Rewrite the part of the items below that opens with the line containing "In the UI screenshot above, locate the mulch" and closes with the line containing "xmin=303 ymin=131 xmax=365 ymax=159", both ends included. Keep the requests unchanged, multiply each coordinate value in the answers by 2.5, round the results to whole numbers with halves going up, and give only those lines.

--- start of DATA TO PROCESS ---

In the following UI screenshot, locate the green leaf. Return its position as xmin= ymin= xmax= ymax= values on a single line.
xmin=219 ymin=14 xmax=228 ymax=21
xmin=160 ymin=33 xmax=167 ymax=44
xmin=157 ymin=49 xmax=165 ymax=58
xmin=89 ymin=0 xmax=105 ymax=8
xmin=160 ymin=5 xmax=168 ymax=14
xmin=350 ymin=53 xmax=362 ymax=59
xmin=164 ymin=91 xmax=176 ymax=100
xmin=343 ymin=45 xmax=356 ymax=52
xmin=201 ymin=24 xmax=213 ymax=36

--- end of DATA TO PROCESS ---
--- start of DATA TO PROCESS ---

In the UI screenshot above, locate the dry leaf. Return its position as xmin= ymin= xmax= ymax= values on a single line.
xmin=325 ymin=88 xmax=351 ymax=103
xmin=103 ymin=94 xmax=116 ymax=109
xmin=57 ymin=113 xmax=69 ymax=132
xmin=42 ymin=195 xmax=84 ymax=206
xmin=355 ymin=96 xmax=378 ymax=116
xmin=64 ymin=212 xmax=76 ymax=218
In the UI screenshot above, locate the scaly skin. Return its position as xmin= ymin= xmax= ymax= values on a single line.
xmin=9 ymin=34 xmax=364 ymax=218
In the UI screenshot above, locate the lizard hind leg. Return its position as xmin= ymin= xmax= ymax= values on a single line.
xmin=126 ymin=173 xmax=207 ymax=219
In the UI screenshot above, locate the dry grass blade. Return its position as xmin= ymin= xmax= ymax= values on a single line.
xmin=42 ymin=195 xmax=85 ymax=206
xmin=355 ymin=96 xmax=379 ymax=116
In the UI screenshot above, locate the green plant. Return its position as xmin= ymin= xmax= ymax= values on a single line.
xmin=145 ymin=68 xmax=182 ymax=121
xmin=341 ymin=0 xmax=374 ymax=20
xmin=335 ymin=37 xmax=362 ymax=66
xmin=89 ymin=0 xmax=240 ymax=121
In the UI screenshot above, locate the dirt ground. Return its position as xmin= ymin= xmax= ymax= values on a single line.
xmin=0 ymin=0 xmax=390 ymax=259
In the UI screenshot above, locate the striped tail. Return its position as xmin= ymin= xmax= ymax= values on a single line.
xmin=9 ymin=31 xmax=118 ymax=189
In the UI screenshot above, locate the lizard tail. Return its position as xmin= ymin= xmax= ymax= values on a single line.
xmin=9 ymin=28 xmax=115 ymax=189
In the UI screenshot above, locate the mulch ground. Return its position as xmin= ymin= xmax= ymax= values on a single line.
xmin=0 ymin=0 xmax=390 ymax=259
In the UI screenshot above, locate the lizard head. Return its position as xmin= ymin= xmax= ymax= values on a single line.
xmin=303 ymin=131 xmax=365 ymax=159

--- end of DATA TO PROCESS ---

▶ [THE RESULT]
In the UI screenshot above, locate the mulch ground. Return its position as xmin= ymin= xmax= ymax= values on a single line.
xmin=0 ymin=0 xmax=975 ymax=648
In the UI screenshot above, locate the lizard head. Return its position as xmin= ymin= xmax= ymax= values on a single line.
xmin=758 ymin=328 xmax=913 ymax=398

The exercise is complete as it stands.